▸ Document section:
◇ ◇ ◇ ◇ ◇

Monday, March 31, 2008

This Apocalyptic Day In Giants History - March 31, 2003

This day in Giants history, March 31, 2003. The Giants opened the season on the road. The very first batter in the top of the first on Opening Day, Ray Durham, hit a season leadoff home run to give the Giants a 1-0 lead. And, how fitting that was, because they quite literally never looked back all year long. The first at bat of the season gave them the lead, they won that opening day, and went on to become only the ninth team in major league history to hold first place wire to wire.

They were in first place every single day of the season and clinched the division. They won their first playoff game. From that first homer, they never looked back. Until Jose F***ing Cruz dropped that f***ing fly ball against the expansion wildcard Florida F***ing Marlins and started a World Series derailing collapse for the second year in a row. So much for opening day. ****!

◇ ◇ ◇ ◇ ◇

▸ Extracted data:

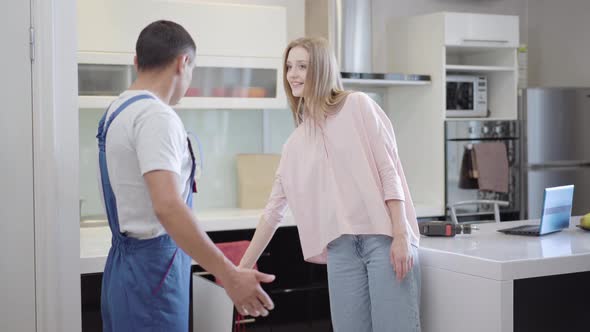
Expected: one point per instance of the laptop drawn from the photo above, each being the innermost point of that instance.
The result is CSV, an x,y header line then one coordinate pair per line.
x,y
557,210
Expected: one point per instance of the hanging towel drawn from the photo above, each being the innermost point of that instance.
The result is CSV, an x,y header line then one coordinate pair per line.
x,y
468,174
492,166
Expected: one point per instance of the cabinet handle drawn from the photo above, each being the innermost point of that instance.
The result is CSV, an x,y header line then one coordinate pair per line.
x,y
246,321
499,41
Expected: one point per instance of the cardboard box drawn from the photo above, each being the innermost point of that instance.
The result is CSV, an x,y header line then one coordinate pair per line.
x,y
256,174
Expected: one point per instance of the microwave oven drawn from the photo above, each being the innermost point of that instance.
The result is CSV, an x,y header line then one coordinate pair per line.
x,y
467,96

◇ ◇ ◇ ◇ ◇

▸ Aim 1: In the Giants history post, who hit the home run leading off Opening Day on March 31, 2003?
▸ Aim 2: From the Giants history post, copy the passage starting at "This day in" and ending at "opening day. ****!".

▸ Complete output 1: Ray Durham

▸ Complete output 2:
This day in Giants history, March 31, 2003. The Giants opened the season on the road. The very first batter in the top of the first on Opening Day, Ray Durham, hit a season leadoff home run to give the Giants a 1-0 lead. And, how fitting that was, because they quite literally never looked back all year long. The first at bat of the season gave them the lead, they won that opening day, and went on to become only the ninth team in major league history to hold first place wire to wire.

They were in first place every single day of the season and clinched the division. They won their first playoff game. From that first homer, they never looked back. Until Jose F***ing Cruz dropped that f***ing fly ball against the expansion wildcard Florida F***ing Marlins and started a World Series derailing collapse for the second year in a row. So much for opening day. ****!